_Your task_
Every line from the one with "Host: Where exactly is the woman's hand" to the one with "Host: Where exactly is the woman's chin", including those two, is to be copied exactly; all other lines of the entries below are left out.
[[ Given information open ]]
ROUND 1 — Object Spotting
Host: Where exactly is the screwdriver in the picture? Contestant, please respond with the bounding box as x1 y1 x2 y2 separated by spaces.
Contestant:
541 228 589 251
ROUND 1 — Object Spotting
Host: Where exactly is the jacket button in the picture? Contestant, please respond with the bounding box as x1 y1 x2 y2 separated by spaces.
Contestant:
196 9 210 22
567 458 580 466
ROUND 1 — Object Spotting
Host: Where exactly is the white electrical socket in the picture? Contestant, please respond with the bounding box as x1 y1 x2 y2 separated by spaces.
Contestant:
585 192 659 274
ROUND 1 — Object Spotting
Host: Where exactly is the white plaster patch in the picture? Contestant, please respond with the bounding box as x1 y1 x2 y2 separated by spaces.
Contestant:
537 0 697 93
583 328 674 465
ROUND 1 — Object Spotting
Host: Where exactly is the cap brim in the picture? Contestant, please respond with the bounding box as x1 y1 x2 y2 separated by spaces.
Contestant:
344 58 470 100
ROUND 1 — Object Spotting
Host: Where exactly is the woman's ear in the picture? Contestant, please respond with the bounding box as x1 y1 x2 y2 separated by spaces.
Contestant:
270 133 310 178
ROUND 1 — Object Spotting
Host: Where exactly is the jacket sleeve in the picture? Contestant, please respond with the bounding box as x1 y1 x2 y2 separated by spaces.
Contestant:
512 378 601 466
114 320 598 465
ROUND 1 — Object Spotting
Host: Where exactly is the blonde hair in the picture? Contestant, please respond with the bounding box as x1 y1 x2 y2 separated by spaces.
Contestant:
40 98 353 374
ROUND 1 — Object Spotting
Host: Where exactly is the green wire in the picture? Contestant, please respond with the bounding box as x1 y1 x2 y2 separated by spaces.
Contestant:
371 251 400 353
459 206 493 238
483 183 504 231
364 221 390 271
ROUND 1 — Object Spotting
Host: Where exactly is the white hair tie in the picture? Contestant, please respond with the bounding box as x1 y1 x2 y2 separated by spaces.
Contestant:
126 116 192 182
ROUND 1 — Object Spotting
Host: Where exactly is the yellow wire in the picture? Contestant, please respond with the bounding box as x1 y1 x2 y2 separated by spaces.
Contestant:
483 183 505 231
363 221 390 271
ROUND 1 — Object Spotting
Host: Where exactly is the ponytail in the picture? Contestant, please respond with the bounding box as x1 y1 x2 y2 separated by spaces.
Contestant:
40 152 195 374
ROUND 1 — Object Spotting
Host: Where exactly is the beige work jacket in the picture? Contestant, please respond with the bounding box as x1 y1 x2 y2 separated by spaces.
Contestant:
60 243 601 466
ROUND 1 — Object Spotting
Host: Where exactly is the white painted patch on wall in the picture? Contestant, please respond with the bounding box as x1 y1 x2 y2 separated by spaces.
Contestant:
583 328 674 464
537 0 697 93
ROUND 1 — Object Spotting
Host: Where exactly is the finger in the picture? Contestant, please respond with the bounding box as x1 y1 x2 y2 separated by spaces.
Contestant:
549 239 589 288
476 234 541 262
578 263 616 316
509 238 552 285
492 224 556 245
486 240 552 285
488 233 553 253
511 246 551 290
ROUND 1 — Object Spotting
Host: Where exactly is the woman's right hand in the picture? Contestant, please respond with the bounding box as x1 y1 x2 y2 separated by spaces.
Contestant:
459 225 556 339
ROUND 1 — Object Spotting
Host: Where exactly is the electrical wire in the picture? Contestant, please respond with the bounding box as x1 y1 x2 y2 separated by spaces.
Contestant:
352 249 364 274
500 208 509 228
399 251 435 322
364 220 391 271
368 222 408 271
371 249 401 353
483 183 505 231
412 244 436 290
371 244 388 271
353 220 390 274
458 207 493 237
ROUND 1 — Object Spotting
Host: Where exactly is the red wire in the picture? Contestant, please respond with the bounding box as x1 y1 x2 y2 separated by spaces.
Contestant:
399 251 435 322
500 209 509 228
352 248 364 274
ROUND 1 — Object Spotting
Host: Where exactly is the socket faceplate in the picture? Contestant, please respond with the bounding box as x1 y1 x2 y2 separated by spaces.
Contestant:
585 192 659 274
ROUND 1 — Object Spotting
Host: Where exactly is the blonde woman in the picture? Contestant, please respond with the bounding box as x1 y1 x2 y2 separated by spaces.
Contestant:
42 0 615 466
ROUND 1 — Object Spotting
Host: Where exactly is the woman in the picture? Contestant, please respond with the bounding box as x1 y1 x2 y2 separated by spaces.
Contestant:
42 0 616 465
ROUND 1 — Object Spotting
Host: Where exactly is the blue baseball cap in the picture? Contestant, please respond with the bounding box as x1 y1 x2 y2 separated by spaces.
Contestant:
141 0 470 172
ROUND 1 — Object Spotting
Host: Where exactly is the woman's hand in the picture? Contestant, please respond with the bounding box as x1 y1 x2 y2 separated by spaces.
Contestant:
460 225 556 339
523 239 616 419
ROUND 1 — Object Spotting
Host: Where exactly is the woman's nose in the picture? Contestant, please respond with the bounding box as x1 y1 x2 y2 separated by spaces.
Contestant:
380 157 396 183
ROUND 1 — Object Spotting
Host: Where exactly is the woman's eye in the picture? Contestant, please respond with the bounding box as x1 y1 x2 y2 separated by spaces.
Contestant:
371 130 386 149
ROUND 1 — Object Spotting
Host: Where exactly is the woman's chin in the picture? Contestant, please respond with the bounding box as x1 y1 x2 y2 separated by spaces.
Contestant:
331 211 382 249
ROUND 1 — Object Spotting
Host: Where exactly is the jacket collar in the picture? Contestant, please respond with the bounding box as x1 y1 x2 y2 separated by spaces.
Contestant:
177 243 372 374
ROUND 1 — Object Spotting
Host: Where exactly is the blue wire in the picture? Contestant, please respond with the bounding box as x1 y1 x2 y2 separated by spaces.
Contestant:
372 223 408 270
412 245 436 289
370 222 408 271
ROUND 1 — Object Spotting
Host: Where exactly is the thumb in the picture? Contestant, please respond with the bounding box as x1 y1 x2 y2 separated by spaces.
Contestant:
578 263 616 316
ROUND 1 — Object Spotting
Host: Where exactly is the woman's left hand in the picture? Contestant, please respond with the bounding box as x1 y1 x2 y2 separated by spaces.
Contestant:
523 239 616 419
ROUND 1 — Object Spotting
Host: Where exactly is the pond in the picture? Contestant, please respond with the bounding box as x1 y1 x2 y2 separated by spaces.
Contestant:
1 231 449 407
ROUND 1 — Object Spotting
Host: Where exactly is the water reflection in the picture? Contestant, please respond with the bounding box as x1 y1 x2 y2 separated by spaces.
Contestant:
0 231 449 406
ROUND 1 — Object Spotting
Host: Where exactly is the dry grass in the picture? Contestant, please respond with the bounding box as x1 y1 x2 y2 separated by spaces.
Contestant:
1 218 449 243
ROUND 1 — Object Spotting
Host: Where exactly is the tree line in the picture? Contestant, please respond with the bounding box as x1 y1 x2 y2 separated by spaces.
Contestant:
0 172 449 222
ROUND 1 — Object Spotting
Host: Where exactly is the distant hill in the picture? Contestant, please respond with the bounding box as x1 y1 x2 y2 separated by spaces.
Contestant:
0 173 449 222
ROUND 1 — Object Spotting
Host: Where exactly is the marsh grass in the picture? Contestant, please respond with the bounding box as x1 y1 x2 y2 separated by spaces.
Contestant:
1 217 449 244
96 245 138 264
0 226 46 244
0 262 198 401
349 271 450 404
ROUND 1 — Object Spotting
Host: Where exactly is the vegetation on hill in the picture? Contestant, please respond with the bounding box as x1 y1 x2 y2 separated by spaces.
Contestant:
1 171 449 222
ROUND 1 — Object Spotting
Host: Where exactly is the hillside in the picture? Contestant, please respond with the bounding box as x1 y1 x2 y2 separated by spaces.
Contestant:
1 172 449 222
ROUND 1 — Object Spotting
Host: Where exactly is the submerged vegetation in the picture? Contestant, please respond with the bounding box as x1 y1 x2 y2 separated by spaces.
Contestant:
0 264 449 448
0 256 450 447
[[ Given information closed ]]
_Answer section_
Host: Where exactly is the woman's hand in the picture? Contestant, please respond with the bounding box as x1 y1 x2 y2 separated by spaces.
Contestant:
460 225 556 339
523 239 616 419
ROUND 1 — Object Spotting
Host: Where exactly is the woman's nose in the picture? Contestant, please respond with the bounding box as x1 y1 x2 y2 separated by spaces.
Contestant:
380 157 396 183
ROUND 1 — Object Spotting
Host: Where exactly is the woman's eye in the picture? Contestant, please respond with the bounding box as x1 y1 x2 y2 separated by spaces.
Contestant:
371 130 386 149
ROUND 1 — Object Spotting
Host: Where exactly is the woman's chin in the picture? Contestant, please respond with the bounding box as x1 y1 x2 y2 separated by spaces.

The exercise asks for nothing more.